◆ ASSIGNED TASK: Could you write out, exactly, every line from the top of the data through the line holding "Target: sunlit leaf"? Omit the pictures.

◆ SUPPLIED MATERIAL:
——————————

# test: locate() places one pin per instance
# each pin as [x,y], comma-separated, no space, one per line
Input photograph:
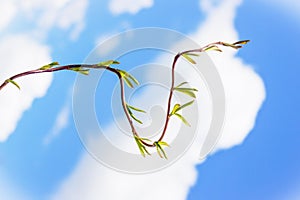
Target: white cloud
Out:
[244,94]
[8,11]
[244,89]
[45,15]
[20,53]
[118,7]
[290,7]
[23,50]
[60,123]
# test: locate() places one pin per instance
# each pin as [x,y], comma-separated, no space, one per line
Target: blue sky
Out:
[43,157]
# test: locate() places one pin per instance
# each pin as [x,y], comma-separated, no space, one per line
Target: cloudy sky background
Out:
[41,156]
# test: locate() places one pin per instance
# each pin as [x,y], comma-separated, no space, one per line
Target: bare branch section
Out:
[125,77]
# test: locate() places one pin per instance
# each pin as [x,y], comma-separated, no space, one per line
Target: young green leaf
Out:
[181,84]
[175,108]
[128,78]
[231,45]
[162,143]
[14,83]
[108,63]
[188,58]
[182,119]
[192,54]
[80,70]
[187,91]
[185,105]
[241,42]
[142,147]
[136,109]
[50,65]
[132,115]
[161,152]
[213,48]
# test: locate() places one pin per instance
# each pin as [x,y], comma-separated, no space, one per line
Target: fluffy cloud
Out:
[244,89]
[118,7]
[60,123]
[8,11]
[244,94]
[20,53]
[23,50]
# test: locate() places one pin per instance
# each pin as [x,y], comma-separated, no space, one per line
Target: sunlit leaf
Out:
[136,109]
[108,63]
[231,45]
[142,147]
[187,91]
[241,42]
[175,108]
[192,54]
[128,78]
[81,70]
[185,105]
[14,83]
[213,48]
[181,84]
[127,81]
[182,119]
[161,152]
[188,58]
[164,143]
[132,115]
[50,65]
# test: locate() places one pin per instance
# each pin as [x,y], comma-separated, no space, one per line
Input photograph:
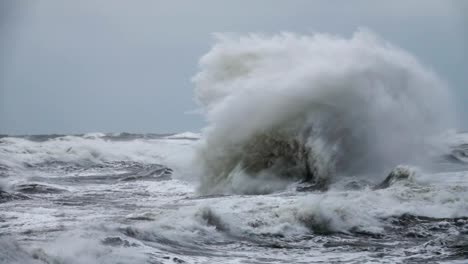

——————————

◆ TASK SOLUTION:
# test: locate() places one pin per instance
# each pin as [x,y], comma-separated, no space, one per line
Input photograph:
Target: white cloud
Out:
[244,94]
[8,11]
[244,89]
[45,15]
[20,53]
[118,7]
[290,7]
[23,50]
[60,123]
# test: locate() places one pin per instance
# each pin as [x,y], comma-separated, no space, one per line
Target: blue sky
Out:
[43,157]
# test: locate() places one pin per instance
# each pin as [x,y], comma-separated, no space, one per line
Target: cloudy sky background
Out:
[41,156]
# test: locate() places one pin per instance
# each pin as [x,y], comma-separated, no space, one per line
Target: bare branch section
Out:
[125,77]
# test: locate() places one pin per instance
# each pin as [x,y], comma-separated, no space, one per line
Target: young green leaf
Out:
[181,84]
[175,108]
[128,78]
[231,45]
[162,143]
[14,83]
[108,63]
[188,58]
[182,119]
[192,54]
[80,70]
[187,91]
[185,105]
[241,42]
[142,147]
[136,109]
[50,65]
[132,115]
[161,152]
[213,48]
# test: locate() places one pin per instance
# each pin as [x,y], comma-separated, no space, one per line
Target: fluffy cloud
Out:
[244,89]
[118,7]
[60,123]
[8,11]
[244,94]
[20,53]
[23,50]
# test: locate() places one pin per instance
# each pin as [x,y], comma-separated, no space, one per line
Target: sunlit leaf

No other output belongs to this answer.